:: Text excerpt ::
======

ADMIN EDIT: This thread is for discussion purposes only. This is not official information from DirecTV therefore it must be considered rumor. With that said, it is highly suggested to do your homework before buying ANY receiver.


----------



## wahooq (Oct 19, 2011)

As long as the employee is an EX employee and one that has owned equipment, it is transferable. AFTER seperation of employment, you can purchase/activate it IF the account is in good standing. Some peeps work for DTV in a contracted position that may involve different rules. If in doubt always call DTV and ask for the Access Card Department. Before shelling out any $$$


----------



## iceturkee (Apr 1, 2007)

Not anymore.. New policy but former employees can no longer sell their stuff. Dtv will not activate.


----------



## wahooq (Oct 19, 2011)

> Not anymore.. New policy but former employees can no longer sell their stuff. Dtv will not activate


NOT true FORMER employees can sell their equip if they own it, and in some cases like vendors or HSP's they don't ......CURRENT employees can't sell their equip or even trade it...


----------



## carl6 (Nov 16, 2005)

Bottom line is: Always get the Receiver ID number (RID), then call the access card department and ask whether or not you could activate the unit if you purchased it. This applies to any used, allegedly owned, receiver/DVR whether it is from a former employee, on an auction site, or in a yard sale.


----------



## wahooq (Oct 19, 2011)

^+1 good call


----------



## Shades228 (Mar 18, 2008)

I would follow Scotts advice on this one.


----------



## Chris Blount (Jun 22, 2001)

I have added the following to the first post in this thread:

This thread is for discussion purposes only. This is not official information from DirecTV therefore it must be considered rumor. With that said, it is highly suggested to do your homework before buying ANY receiver.


----------



## wahooq (Oct 19, 2011)

^werd!


----------



## Rich (Feb 22, 2007)

======

:: Given instruction A ::
Quote the rows below word for word, leaving out the pictures.

:: Input ::

======

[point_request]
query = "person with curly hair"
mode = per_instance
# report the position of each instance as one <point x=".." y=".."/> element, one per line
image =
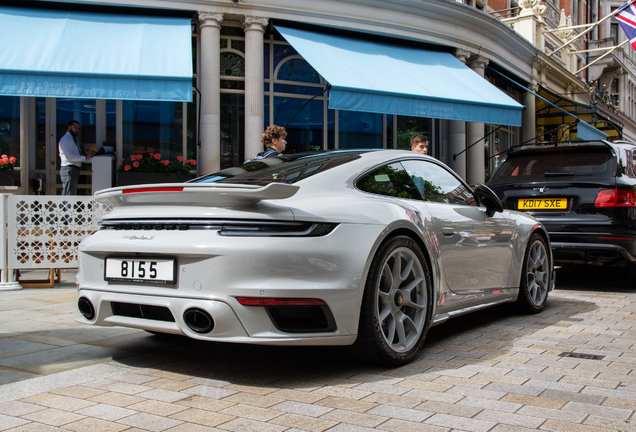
<point x="274" y="140"/>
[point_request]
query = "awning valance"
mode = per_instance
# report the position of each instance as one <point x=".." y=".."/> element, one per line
<point x="55" y="53"/>
<point x="377" y="77"/>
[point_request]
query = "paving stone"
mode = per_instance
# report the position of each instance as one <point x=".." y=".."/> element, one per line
<point x="346" y="404"/>
<point x="251" y="412"/>
<point x="53" y="417"/>
<point x="17" y="408"/>
<point x="116" y="399"/>
<point x="95" y="425"/>
<point x="396" y="425"/>
<point x="400" y="413"/>
<point x="149" y="422"/>
<point x="301" y="408"/>
<point x="509" y="418"/>
<point x="202" y="417"/>
<point x="157" y="407"/>
<point x="207" y="391"/>
<point x="106" y="412"/>
<point x="447" y="408"/>
<point x="7" y="422"/>
<point x="461" y="423"/>
<point x="246" y="425"/>
<point x="306" y="423"/>
<point x="598" y="410"/>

======

:: Given instruction B ::
Print the part of the DirecTV receiver thread between "Bottom line is: Always" and "a yard sale.", inclusive, word for word.

:: Written reply A ::
[point_request]
query = "person with curly hair"
mode = per_instance
# report the position of each instance as one <point x=".." y=".."/> element, one per line
image =
<point x="274" y="140"/>
[point_request]
query = "awning valance"
mode = per_instance
# report the position of each instance as one <point x=".." y=".."/> element, one per line
<point x="55" y="53"/>
<point x="377" y="77"/>
[point_request]
query = "paving stone"
mode = per_instance
# report the position of each instance as one <point x=".." y=".."/> element, one per line
<point x="346" y="404"/>
<point x="251" y="412"/>
<point x="53" y="417"/>
<point x="17" y="408"/>
<point x="116" y="399"/>
<point x="95" y="425"/>
<point x="396" y="425"/>
<point x="400" y="413"/>
<point x="149" y="422"/>
<point x="301" y="408"/>
<point x="509" y="418"/>
<point x="202" y="417"/>
<point x="157" y="407"/>
<point x="207" y="391"/>
<point x="106" y="412"/>
<point x="447" y="408"/>
<point x="7" y="422"/>
<point x="461" y="423"/>
<point x="246" y="425"/>
<point x="306" y="423"/>
<point x="598" y="410"/>

:: Written reply B ::
Bottom line is: Always get the Receiver ID number (RID), then call the access card department and ask whether or not you could activate the unit if you purchased it. This applies to any used, allegedly owned, receiver/DVR whether it is from a former employee, on an auction site, or in a yard sale.